----- PASSAGE SHOWN

500 Words From...is a series of guest
posts from authors, in which they talk about their newly-published books.
Here Duncan Jepson explains the background behind Emperors Once More, which is published today. The novel is the first in a Hong Kong-based
crime trilogy featuring Detective Alex Soong.
Duncan Jepson lives in Hong Kong. His first novel was All The Flowers In Shanghai. A founder and former managing editor of the Asia Literary Review, he writes regularly for the New
York Times, Publishing Perspectives and the South China Morning Post.
Emperors Once More
is set in the near future. It’s Hong Kong, 2017. China has bailed out the West, but the West
has defaulted on its debt. On the eve of a crisis summit for world economic
leaders, two Chinese Methodist ministers are killed in an apparently motiveless
execution in Hong Kong’s financial district.
It appears that luck alone makes Detective Alex Soong one of the first
officers at the scene. But is his involvement more than incidental?

----------
----- DATA EXCERPTS

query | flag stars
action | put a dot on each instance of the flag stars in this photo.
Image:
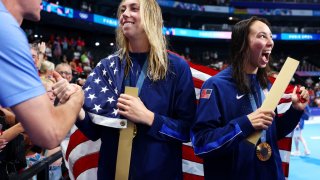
(97, 80)
(104, 89)
(115, 112)
(92, 74)
(115, 71)
(87, 88)
(97, 107)
(112, 64)
(104, 72)
(110, 100)
(92, 96)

----------

▶ [TASKS TO CARRY OUT]:
1. Copy the whole listing word for word, omitting the picture.
2. Pick up the guest post about Emperors Once More after its last sentence and keep writing.
The guest post about Emperors Once More has no connection to the listing.

▶ [TASK RESPONSES]:
1.
query | flag stars
action | put a dot on each instance of the flag stars in this photo.
Image:
(97, 80)
(104, 89)
(115, 112)
(92, 74)
(115, 71)
(87, 88)
(97, 107)
(112, 64)
(104, 72)
(110, 100)
(92, 96)

2.
Is the crime itself more than a senseless assassination? It seems so: Soong is
contacted by a mysterious figure, and more massacres follow.
With the eyes of the world’s media fixed on Hong
Kong, Soong must race to intercept his tormentor, and thwart a conspiracy born
from one of the bloodiest confrontations of China’s past, which now threatens destruction in the present.
So: 500 words from Duncan Jepson…
It
is known as the century of humiliation, a term that arose in China in the
early 1900s to describe a number of events that started with the First Opium
War in 1839 and was thought to have ended with the Communist Revolution in 1949.
Those years included painful suffering at the hands of imperial powers and
unequal treaties signed requiring China to pay what would now be billions of
Renminbi. But it also involved some self-inflicted injuries such as the Taiping
Rebellion and a general failure to modernise as needed to defend against
foreign powers.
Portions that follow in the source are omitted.